__WORK TO DO__
Recast all the rows below as a two-column CSV with the headers "text" and "answer," giving each text and its answer one line. Put each value in a single quoted field with any line breaks turned into spaces, and leave out the pictures.

[Point placement records]
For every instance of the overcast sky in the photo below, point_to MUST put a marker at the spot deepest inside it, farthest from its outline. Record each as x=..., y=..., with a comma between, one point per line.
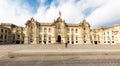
x=96, y=12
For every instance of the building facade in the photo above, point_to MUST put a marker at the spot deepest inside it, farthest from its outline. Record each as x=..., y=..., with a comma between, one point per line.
x=11, y=34
x=56, y=32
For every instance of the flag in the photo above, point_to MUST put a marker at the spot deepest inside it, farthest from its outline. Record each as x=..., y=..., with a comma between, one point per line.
x=59, y=13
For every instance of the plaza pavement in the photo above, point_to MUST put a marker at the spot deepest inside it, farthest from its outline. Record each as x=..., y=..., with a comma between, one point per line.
x=58, y=49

__SOLUTION TO THIS TASK__
text,answer
"For every instance of the overcast sky in the photo below, point_to MUST put a marker at the spot deepest inside it, farthest from its outline. Record each as x=..., y=..., with a comma between, one point per line.","x=96, y=12"
"For every instance of the building facade in the photo above, point_to MUST put a marker at the spot deepest inside it, farthest from its outline. Record each as x=..., y=..., with a comma between, one point per line.","x=11, y=34 x=56, y=32"
"For every instance of the flag in the photo above, point_to MUST put a marker at the spot deepest inside it, farthest from its outline. Record each as x=..., y=..., with a comma between, one point per line.","x=59, y=13"
"For every instance of the plaza pavement in the photo above, point_to MUST put a marker at the spot deepest inside it, farthest from its outline. Record each as x=..., y=..., with a comma between, one point per line.","x=58, y=49"